══ Raw data ══

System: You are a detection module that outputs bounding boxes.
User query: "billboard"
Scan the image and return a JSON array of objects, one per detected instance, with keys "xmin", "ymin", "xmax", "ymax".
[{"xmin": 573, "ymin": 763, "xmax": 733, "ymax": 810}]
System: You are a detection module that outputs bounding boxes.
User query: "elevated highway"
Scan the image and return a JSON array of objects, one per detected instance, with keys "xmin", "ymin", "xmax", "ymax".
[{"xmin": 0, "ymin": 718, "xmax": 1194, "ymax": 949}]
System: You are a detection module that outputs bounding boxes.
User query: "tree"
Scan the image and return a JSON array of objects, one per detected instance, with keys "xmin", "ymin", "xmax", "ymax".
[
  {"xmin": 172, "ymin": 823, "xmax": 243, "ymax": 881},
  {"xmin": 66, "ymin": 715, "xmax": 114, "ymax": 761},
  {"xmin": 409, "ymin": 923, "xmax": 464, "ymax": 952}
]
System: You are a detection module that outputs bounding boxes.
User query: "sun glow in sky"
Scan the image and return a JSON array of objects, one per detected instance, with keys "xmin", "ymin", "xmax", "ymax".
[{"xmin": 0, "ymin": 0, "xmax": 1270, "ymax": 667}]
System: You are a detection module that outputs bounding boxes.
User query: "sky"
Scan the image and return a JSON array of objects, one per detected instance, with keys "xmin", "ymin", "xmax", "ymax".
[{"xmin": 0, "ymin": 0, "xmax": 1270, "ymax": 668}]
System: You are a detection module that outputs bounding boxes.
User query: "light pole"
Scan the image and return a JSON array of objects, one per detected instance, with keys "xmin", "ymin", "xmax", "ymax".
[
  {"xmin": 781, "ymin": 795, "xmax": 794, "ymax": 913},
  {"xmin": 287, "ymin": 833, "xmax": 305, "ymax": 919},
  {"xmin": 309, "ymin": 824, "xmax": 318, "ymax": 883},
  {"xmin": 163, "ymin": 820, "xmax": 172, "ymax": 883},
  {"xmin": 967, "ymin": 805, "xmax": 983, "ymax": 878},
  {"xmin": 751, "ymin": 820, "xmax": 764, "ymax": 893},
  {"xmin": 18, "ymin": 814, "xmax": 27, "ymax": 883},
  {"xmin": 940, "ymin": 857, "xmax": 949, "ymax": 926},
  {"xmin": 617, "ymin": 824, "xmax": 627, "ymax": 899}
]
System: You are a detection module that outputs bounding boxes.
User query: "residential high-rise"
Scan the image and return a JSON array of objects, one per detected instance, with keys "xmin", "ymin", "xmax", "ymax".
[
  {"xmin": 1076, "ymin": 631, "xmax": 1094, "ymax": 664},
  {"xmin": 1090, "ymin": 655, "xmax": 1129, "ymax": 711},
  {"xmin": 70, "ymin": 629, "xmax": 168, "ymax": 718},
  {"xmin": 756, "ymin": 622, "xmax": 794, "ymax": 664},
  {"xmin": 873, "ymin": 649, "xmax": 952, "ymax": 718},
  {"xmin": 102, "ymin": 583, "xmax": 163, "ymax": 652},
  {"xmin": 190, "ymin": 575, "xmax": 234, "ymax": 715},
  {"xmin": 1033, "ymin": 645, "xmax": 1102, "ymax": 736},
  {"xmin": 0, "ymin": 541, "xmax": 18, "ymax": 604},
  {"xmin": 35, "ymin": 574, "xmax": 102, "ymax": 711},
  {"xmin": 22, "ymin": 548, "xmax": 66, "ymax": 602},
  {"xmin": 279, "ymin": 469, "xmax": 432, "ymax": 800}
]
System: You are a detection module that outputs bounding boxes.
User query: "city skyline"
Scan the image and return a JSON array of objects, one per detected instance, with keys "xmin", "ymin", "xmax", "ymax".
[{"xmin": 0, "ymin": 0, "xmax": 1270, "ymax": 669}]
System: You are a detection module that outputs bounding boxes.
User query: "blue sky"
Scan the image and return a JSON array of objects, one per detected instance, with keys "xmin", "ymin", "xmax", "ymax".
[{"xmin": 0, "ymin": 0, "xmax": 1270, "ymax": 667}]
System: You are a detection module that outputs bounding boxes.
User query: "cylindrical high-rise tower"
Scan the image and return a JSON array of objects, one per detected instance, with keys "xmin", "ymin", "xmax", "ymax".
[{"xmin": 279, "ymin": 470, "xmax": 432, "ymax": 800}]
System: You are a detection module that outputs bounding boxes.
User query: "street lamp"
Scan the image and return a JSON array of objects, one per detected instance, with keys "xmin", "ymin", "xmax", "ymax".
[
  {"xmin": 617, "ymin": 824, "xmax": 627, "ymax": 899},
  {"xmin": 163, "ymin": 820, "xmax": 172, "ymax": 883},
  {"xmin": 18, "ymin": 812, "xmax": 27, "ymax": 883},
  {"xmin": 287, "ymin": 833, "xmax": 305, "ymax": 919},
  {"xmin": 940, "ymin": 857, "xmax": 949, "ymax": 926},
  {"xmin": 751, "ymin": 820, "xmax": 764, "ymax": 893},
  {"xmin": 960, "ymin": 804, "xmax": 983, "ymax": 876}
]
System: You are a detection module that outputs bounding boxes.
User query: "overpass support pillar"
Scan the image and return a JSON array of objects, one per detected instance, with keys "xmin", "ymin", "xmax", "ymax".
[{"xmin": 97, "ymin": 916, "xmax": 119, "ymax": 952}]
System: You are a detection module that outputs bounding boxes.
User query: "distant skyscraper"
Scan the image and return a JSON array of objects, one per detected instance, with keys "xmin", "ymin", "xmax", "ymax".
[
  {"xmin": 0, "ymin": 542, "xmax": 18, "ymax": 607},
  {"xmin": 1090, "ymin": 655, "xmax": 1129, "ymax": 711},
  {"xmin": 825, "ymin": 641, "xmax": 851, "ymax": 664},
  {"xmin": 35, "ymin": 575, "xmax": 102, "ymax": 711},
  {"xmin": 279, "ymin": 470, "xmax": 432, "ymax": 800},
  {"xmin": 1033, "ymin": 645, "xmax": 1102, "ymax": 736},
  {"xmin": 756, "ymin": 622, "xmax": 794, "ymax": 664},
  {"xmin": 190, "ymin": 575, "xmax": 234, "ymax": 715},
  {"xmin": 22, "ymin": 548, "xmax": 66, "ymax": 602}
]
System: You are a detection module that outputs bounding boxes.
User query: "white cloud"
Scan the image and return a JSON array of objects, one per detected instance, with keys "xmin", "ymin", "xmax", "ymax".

═══

• [Set exercise]: Which lines in the listing above contain the string "rise"? Pull out each such line in full, treating uppercase and lowercase letters as distinct.

• [Reply to the task]:
User query: "residential high-rise"
User query: "cylindrical high-rise tower"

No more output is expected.